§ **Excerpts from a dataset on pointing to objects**
********************
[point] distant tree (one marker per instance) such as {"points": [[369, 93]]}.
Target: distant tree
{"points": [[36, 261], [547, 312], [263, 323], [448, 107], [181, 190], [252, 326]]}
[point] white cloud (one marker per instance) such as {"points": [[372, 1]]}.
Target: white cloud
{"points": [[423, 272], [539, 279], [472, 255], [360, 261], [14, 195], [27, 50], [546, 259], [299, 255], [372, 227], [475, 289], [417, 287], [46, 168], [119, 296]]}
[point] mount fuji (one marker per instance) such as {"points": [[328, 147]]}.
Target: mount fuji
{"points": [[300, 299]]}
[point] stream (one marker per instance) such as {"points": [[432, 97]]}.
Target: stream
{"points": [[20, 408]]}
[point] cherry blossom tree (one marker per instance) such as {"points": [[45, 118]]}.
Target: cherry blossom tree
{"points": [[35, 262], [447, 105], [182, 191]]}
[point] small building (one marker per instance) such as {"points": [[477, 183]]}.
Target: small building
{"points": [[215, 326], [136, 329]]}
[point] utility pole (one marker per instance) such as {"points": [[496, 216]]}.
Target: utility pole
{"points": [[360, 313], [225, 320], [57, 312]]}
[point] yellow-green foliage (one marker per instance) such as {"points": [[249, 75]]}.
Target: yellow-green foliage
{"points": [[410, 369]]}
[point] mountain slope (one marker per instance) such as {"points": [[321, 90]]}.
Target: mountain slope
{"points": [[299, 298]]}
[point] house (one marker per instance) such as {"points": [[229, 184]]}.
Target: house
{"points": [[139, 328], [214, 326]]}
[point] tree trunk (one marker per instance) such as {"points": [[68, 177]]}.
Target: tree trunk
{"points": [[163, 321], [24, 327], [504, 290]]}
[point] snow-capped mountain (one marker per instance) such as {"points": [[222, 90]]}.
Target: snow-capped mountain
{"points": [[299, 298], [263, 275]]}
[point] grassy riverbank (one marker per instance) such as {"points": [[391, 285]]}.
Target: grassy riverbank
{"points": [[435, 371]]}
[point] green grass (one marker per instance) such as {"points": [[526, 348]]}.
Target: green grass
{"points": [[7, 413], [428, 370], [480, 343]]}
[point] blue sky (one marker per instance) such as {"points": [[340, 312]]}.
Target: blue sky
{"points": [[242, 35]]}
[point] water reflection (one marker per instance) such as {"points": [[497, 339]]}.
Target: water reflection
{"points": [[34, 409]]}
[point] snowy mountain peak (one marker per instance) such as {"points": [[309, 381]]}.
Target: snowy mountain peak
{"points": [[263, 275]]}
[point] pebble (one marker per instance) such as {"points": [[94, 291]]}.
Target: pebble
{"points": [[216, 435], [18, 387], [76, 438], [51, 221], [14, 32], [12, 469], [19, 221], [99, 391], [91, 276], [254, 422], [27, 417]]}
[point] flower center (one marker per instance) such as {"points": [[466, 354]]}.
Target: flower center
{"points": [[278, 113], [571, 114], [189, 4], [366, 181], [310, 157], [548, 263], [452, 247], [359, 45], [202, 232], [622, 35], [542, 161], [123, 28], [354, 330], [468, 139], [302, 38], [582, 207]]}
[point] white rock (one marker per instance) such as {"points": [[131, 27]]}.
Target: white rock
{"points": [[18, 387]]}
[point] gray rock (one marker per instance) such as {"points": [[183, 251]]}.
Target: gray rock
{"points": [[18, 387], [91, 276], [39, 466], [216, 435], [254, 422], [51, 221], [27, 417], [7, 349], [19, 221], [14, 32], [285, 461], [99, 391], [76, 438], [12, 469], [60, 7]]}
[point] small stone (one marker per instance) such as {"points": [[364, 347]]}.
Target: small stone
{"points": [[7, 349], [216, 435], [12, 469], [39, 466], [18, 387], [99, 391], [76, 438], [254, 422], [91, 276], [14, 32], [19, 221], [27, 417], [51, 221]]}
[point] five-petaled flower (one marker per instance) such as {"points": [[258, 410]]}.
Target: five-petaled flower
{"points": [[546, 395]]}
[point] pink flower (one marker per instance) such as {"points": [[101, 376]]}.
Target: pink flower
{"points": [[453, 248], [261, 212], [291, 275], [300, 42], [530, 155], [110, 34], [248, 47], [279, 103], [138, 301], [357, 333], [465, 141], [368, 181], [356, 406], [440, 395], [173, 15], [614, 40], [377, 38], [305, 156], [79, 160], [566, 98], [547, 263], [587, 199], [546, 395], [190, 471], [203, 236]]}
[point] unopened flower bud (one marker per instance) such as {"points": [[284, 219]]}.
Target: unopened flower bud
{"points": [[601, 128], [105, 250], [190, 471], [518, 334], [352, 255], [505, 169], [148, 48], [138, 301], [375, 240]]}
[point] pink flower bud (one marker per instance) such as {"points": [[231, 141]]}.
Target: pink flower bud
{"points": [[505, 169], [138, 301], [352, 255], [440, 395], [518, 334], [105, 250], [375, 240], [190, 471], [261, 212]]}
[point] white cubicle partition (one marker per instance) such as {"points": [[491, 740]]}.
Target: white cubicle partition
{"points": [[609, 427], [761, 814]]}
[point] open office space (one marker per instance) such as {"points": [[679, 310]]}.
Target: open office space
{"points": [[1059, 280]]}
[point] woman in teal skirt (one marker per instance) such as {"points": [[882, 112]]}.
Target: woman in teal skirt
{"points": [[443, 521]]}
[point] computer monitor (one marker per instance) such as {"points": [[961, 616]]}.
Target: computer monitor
********************
§ **The problem**
Repeat all of the material above line for line, changing nothing.

§ **Worked answer**
[point] distant tree (one marker per instance) such as {"points": [[369, 93]]}.
Target: distant tree
{"points": [[36, 261], [547, 312], [263, 323], [448, 107], [181, 190], [252, 326]]}
[point] white cloud (one marker per instance) such as {"points": [[372, 1]]}.
Target: white cloud
{"points": [[423, 272], [539, 279], [472, 255], [360, 261], [14, 195], [27, 50], [546, 259], [299, 255], [372, 227], [475, 289], [417, 287], [46, 168], [119, 296]]}
[point] mount fuji (one marker per instance) such as {"points": [[328, 147]]}.
Target: mount fuji
{"points": [[300, 299]]}
[point] stream (one marker per instance) such as {"points": [[432, 97]]}.
Target: stream
{"points": [[20, 408]]}
[point] cherry blossom tree (one marker per instance) such as {"points": [[45, 118]]}.
Target: cherry blossom tree
{"points": [[35, 262], [447, 105], [182, 191]]}
[point] small building (one marker per instance) such as {"points": [[477, 183]]}.
Target: small building
{"points": [[215, 326], [136, 329]]}
[point] utility pole (one marker per instance) such as {"points": [[496, 216]]}.
Target: utility pole
{"points": [[360, 313], [225, 320], [57, 312]]}
[point] yellow-green foliage (one marker per instance) such as {"points": [[249, 75]]}.
Target: yellow-green foliage
{"points": [[410, 369]]}
[point] mountain slope (one marker per instance) such as {"points": [[321, 90]]}.
Target: mountain slope
{"points": [[299, 298]]}
[point] house (one marker per instance) such as {"points": [[229, 184]]}.
Target: house
{"points": [[139, 328], [214, 326]]}
[point] tree trunk (one marker per instance) such as {"points": [[68, 177]]}.
Target: tree trunk
{"points": [[163, 321], [24, 327], [504, 290]]}
[point] snow-capped mountain (one marker per instance) such as {"points": [[222, 90]]}.
Target: snow-capped mountain
{"points": [[299, 298], [263, 275]]}
[point] grassy riverbank (one marker per instance) such as {"points": [[391, 285]]}.
Target: grassy riverbank
{"points": [[435, 371]]}
[point] green grass (one marker per instance) such as {"points": [[526, 348]]}.
Target: green grass
{"points": [[7, 413], [428, 370], [480, 343]]}
[point] blue sky (one marker per instance) such as {"points": [[340, 312]]}.
Target: blue sky
{"points": [[242, 35]]}
[point] water reflection (one marker per instance) such as {"points": [[497, 339]]}.
Target: water reflection
{"points": [[34, 409]]}
[point] snowy mountain peak (one marker per instance) such as {"points": [[309, 381]]}.
Target: snowy mountain peak
{"points": [[263, 275]]}
[point] pebble (one marker per instance) such as {"points": [[94, 291]]}.
Target: pebble
{"points": [[216, 435], [18, 387], [76, 438], [51, 221], [14, 32], [12, 469], [19, 221], [99, 391], [91, 276], [254, 422], [27, 417]]}
[point] flower center (one marker per instance) such as {"points": [[466, 354]]}.
Target: flower center
{"points": [[278, 113], [571, 114], [189, 4], [366, 181], [310, 157], [548, 263], [452, 247], [359, 45], [202, 232], [622, 35], [542, 161], [123, 28], [354, 330], [468, 139], [302, 38], [582, 207]]}
[point] white rock (one marker per instance) such as {"points": [[131, 27]]}.
Target: white rock
{"points": [[18, 387]]}
[point] gray rock (one marker per instance) such as {"points": [[183, 251]]}.
Target: gray rock
{"points": [[18, 387], [91, 276], [39, 466], [216, 435], [254, 422], [51, 221], [27, 417], [7, 349], [19, 221], [14, 32], [285, 461], [99, 391], [76, 438], [12, 469], [60, 7]]}
[point] small stone (one marker per instance) such as {"points": [[364, 347]]}.
Target: small stone
{"points": [[7, 349], [216, 435], [12, 469], [39, 466], [18, 387], [99, 391], [76, 438], [254, 422], [91, 276], [14, 32], [19, 221], [27, 417], [51, 221]]}
[point] five-petaled flower (one marker per instance) such as {"points": [[258, 410]]}.
Target: five-petaled flower
{"points": [[546, 395]]}
[point] pink flower (one marker per instance) such as {"points": [[101, 376]]}.
Target: pink flower
{"points": [[453, 248], [261, 212], [291, 275], [300, 42], [530, 155], [110, 34], [248, 47], [279, 103], [138, 301], [357, 333], [465, 141], [368, 181], [356, 406], [440, 395], [173, 15], [614, 40], [377, 38], [305, 156], [79, 160], [566, 98], [547, 263], [587, 199], [546, 395], [190, 471], [203, 236]]}
[point] unopened flower bud (one marker per instance) such as {"points": [[284, 219]]}.
Target: unopened flower bud
{"points": [[601, 128], [105, 250], [190, 471], [518, 334], [352, 255], [505, 169], [148, 48], [138, 301], [375, 240]]}
[point] pink flower bud (one marker per instance) such as {"points": [[231, 141]]}.
Target: pink flower bud
{"points": [[505, 169], [138, 301], [352, 255], [440, 395], [518, 334], [105, 250], [375, 240], [190, 471], [261, 212]]}
[point] white cubicle partition (one marker per instance) such as {"points": [[491, 740]]}.
Target: white cubicle partition
{"points": [[609, 427], [761, 814]]}
[point] open office space (one marker per instance) such as {"points": [[679, 310]]}.
Target: open office space
{"points": [[1059, 280]]}
[point] woman in teal skirt (one marker per instance) such as {"points": [[882, 112]]}.
Target: woman in teal skirt
{"points": [[443, 521]]}
[point] computer monitor (one marker per instance) such as {"points": [[961, 616]]}.
Target: computer monitor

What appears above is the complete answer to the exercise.